▶ [OBJECTIVE] Can you copy everything in the entries below, word for word, from the line containing "[point] reddish beak" down to the last line, and nothing else?

##############################

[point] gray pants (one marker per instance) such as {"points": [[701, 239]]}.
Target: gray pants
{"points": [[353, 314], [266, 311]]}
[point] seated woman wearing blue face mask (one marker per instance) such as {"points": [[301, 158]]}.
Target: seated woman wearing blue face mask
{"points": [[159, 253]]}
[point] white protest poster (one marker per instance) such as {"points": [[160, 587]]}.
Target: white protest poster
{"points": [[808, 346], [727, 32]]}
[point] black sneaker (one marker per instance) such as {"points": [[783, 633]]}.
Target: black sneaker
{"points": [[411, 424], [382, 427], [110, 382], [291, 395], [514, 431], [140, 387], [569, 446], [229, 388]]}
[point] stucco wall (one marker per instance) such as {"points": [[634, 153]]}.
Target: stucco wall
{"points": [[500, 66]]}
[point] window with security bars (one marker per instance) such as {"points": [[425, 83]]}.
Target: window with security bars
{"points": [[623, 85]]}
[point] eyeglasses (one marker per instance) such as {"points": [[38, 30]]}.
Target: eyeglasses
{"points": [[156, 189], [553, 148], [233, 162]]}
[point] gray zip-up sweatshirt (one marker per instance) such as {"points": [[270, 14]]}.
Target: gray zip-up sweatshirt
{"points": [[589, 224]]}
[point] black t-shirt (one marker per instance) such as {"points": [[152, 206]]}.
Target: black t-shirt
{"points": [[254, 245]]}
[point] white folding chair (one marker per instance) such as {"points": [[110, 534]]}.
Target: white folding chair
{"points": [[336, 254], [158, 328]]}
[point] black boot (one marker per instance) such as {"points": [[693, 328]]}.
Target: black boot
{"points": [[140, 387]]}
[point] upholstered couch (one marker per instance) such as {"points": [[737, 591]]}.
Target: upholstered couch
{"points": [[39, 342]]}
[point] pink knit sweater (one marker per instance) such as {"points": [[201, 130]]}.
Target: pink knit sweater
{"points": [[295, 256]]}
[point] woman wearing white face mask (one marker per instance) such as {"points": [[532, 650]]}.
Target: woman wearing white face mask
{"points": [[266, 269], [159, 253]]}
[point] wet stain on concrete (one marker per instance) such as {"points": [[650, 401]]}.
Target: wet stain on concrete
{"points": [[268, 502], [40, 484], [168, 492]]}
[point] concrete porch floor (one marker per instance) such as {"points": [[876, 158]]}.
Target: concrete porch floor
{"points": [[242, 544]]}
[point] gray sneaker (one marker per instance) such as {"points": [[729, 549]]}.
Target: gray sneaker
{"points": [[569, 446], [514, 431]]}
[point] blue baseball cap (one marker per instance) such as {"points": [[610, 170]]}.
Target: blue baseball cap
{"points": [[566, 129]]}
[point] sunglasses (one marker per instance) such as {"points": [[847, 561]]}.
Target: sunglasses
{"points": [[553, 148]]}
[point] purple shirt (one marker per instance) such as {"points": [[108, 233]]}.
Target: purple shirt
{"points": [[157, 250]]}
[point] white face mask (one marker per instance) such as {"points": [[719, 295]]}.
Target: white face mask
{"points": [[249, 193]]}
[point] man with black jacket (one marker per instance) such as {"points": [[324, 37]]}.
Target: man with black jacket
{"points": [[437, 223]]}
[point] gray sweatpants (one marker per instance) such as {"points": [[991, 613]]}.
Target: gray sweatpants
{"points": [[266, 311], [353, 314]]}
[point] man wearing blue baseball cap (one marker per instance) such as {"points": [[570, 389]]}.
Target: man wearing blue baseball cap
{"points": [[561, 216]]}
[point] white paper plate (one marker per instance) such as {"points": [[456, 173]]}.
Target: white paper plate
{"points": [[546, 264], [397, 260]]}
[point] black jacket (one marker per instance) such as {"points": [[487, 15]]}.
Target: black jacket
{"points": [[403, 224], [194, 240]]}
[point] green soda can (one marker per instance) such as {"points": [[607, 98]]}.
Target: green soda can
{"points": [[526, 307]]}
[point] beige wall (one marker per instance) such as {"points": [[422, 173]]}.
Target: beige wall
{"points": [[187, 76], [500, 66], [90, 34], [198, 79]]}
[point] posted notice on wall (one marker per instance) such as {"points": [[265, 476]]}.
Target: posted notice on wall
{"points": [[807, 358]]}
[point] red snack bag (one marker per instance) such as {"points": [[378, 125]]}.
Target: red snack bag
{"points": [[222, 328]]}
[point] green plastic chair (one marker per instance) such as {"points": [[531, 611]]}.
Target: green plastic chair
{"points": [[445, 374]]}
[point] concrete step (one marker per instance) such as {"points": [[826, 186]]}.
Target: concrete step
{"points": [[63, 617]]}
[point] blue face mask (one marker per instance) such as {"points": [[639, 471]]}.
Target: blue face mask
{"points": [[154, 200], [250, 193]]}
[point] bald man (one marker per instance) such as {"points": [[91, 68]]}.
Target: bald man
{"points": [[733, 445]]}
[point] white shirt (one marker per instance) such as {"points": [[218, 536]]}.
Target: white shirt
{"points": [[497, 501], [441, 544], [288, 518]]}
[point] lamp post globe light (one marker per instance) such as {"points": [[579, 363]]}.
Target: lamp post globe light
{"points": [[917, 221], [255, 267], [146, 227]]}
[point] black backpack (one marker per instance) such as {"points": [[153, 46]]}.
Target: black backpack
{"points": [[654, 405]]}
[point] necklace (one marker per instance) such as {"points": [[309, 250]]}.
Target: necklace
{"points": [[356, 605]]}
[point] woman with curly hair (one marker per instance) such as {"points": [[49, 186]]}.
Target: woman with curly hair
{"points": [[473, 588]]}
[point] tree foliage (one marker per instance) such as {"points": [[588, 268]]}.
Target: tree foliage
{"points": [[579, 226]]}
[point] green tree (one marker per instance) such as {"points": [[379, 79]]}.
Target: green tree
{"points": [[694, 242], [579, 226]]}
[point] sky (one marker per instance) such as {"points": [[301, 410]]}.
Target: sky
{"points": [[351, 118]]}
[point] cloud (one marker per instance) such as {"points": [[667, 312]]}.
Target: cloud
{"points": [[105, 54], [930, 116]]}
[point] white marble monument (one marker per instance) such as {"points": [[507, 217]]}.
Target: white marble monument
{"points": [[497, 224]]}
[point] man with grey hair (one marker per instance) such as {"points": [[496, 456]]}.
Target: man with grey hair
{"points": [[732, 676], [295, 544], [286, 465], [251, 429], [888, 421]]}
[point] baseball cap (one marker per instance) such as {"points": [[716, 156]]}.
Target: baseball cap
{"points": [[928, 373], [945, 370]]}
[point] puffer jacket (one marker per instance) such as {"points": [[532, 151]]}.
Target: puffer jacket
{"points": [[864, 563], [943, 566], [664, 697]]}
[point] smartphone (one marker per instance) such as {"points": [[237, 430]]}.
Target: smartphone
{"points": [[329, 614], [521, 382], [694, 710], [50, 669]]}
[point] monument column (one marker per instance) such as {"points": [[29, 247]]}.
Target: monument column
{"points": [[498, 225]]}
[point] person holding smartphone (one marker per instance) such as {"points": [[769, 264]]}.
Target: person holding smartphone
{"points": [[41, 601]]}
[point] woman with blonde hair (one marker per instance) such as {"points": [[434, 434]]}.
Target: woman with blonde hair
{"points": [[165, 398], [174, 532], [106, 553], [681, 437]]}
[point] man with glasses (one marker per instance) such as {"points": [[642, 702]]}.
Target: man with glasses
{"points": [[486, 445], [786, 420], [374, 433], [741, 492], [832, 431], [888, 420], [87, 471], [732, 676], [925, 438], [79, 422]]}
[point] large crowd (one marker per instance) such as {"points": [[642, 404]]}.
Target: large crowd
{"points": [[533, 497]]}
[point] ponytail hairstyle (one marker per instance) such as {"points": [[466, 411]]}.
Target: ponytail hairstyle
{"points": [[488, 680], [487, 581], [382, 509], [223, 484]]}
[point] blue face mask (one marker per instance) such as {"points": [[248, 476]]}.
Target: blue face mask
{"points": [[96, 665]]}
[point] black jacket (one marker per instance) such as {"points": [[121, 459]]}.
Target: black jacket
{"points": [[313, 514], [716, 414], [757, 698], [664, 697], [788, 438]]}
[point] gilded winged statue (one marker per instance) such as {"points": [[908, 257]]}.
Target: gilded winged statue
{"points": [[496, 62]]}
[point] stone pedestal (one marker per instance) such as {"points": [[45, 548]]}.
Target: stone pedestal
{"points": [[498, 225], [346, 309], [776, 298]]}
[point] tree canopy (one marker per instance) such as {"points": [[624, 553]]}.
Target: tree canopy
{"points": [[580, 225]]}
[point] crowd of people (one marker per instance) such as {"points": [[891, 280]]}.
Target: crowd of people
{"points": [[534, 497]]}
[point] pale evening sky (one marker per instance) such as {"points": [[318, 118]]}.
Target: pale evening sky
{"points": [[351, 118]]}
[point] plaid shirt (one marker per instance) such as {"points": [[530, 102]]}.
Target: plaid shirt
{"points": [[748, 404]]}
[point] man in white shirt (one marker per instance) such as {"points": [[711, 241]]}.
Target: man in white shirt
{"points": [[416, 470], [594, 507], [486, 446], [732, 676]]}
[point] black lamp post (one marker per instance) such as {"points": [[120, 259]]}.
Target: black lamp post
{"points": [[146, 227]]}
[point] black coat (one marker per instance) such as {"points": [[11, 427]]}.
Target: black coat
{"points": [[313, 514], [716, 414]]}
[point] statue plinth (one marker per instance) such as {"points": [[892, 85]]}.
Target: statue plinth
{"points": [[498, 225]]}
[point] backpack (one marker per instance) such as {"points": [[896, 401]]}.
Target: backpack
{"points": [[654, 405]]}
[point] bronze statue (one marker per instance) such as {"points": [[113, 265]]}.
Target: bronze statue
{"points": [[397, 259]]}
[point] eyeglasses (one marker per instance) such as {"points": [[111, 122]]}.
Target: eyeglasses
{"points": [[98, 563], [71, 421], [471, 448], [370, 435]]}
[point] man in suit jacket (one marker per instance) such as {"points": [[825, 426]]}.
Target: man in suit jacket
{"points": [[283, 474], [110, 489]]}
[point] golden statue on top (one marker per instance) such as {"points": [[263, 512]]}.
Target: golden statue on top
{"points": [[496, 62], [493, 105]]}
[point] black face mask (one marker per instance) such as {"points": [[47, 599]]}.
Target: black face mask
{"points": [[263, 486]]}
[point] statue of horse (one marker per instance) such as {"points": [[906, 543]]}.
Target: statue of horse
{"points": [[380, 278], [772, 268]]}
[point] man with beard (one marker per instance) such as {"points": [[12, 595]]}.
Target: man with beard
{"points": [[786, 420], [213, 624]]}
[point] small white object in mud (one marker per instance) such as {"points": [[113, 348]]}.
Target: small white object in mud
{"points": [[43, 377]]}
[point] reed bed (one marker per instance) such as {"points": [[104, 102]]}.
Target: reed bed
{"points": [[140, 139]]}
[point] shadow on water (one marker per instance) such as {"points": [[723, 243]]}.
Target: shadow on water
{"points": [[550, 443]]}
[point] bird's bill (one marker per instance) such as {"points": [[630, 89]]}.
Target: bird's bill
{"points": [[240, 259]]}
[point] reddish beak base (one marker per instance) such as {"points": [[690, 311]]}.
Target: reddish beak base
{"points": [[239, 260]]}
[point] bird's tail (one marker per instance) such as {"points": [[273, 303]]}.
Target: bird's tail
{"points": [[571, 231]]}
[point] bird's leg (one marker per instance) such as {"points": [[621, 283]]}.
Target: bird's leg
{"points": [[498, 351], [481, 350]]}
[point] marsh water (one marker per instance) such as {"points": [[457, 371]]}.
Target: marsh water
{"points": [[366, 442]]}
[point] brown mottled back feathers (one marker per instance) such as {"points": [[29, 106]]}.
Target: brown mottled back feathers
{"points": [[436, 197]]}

##############################

▶ [EXERCISE RESULT]
[point] reddish beak base (one marker per instance) such as {"points": [[690, 311]]}.
Target: reddish beak base
{"points": [[239, 260]]}
[point] bird's tail (one marker per instance) such as {"points": [[273, 303]]}.
Target: bird's tail
{"points": [[571, 231]]}
[point] bird's leg (one marker per instance) such as {"points": [[621, 283]]}.
Target: bird's leg
{"points": [[498, 351], [481, 350]]}
[point] marsh water (one marker per instance) such as {"points": [[457, 371]]}.
Target: marsh water
{"points": [[366, 442]]}
[point] brown mottled back feathers (one marker per instance) such as {"points": [[29, 106]]}.
Target: brown mottled back feathers
{"points": [[436, 197]]}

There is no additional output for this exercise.